- Given passage
============
Over the past decade, Aqua America has managed to boost dividends at an annual rate of 7.60%. In addition, the company has managed to double earnings per share since 2002. The company however is overvalued at 23 times earnings right now. I would consider researching the company in more detail in the future, and potentially initiating a position on dips below $22/share.

Westwood Holdings Group, Inc. (WHG) manages investment assets and provides services for its clients. The company raised its quarterly distributions by 8.10% to 40 cents/share. This marked the 12th consecutive annual dividend increase for this dividend achiever. Yield: 4.20%

Asset managers are destined to have a bright future as a group, as millions of investors in the US are saving for an uncertain future with limited or no pensions from governments or employers. I like the history of dividend growth for Westwood as well as the increase in earnings over the past decade from 97 cent/share in 2002 to $2.11/share in 2011. The company also tends to distribute special dividends every now and then to shareholders, although the last such distribution has been made in 2010. Unfortunately, the stock is overvalued at 21 times earnings and has a dividend payout ratio of over 80%. I would consider reviewing the stock in more detail if it manages to lower dividend payout ratio to 60% or less.

Omega Healthcare Investors, Inc. (OHI) operates as a real estate investment trust (REIT) in the United States. The REIT raised quarterly distributions to 44 cents/share. Omega Healthcare Investors has boosted distributions for 10 years in a row. Yield: 7.30% 

If you dig into the historical distributions in this REIT, one would notice how dividends went from $2.80/share in 1999 to nothing in 2001 and 2002. Omega Healthcare Investors then initiated dividends again in 2003 and has been raising them ever since. I would consider researching this REIT in a future article, in order to uncover what caused it to cut dividends in 2000, and what is the likelihood of this occurring again.
============
- Given information

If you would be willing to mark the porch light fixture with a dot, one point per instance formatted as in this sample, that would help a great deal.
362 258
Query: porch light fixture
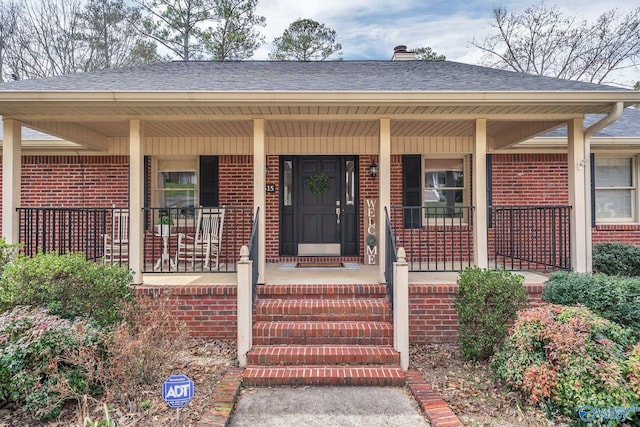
============
- Required work
Duplicate the dividend passage above in full, word for word.

- Response
Over the past decade, Aqua America has managed to boost dividends at an annual rate of 7.60%. In addition, the company has managed to double earnings per share since 2002. The company however is overvalued at 23 times earnings right now. I would consider researching the company in more detail in the future, and potentially initiating a position on dips below $22/share.

Westwood Holdings Group, Inc. (WHG) manages investment assets and provides services for its clients. The company raised its quarterly distributions by 8.10% to 40 cents/share. This marked the 12th consecutive annual dividend increase for this dividend achiever. Yield: 4.20%

Asset managers are destined to have a bright future as a group, as millions of investors in the US are saving for an uncertain future with limited or no pensions from governments or employers. I like the history of dividend growth for Westwood as well as the increase in earnings over the past decade from 97 cent/share in 2002 to $2.11/share in 2011. The company also tends to distribute special dividends every now and then to shareholders, although the last such distribution has been made in 2010. Unfortunately, the stock is overvalued at 21 times earnings and has a dividend payout ratio of over 80%. I would consider reviewing the stock in more detail if it manages to lower dividend payout ratio to 60% or less.

Omega Healthcare Investors, Inc. (OHI) operates as a real estate investment trust (REIT) in the United States. The REIT raised quarterly distributions to 44 cents/share. Omega Healthcare Investors has boosted distributions for 10 years in a row. Yield: 7.30% 

If you dig into the historical distributions in this REIT, one would notice how dividends went from $2.80/share in 1999 to nothing in 2001 and 2002. Omega Healthcare Investors then initiated dividends again in 2003 and has been raising them ever since. I would consider researching this REIT in a future article, in order to uncover what caused it to cut dividends in 2000, and what is the likelihood of this occurring again.